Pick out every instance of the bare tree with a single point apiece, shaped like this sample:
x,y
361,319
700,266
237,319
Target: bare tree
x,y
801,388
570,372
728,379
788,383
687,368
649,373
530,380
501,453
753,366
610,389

::::

PROBLEM REQUIREMENTS:
Rewrite the rows above, substituting "leafless tree" for every "bare tree" and leaving everything else unchanged.

THE RESPONSE:
Pick out every instance of the leafless tree with a single point apiece, shaped like this sample:
x,y
361,319
700,266
237,319
Target: leafless tree
x,y
801,388
570,372
728,379
788,383
687,368
649,373
530,380
501,453
753,366
610,389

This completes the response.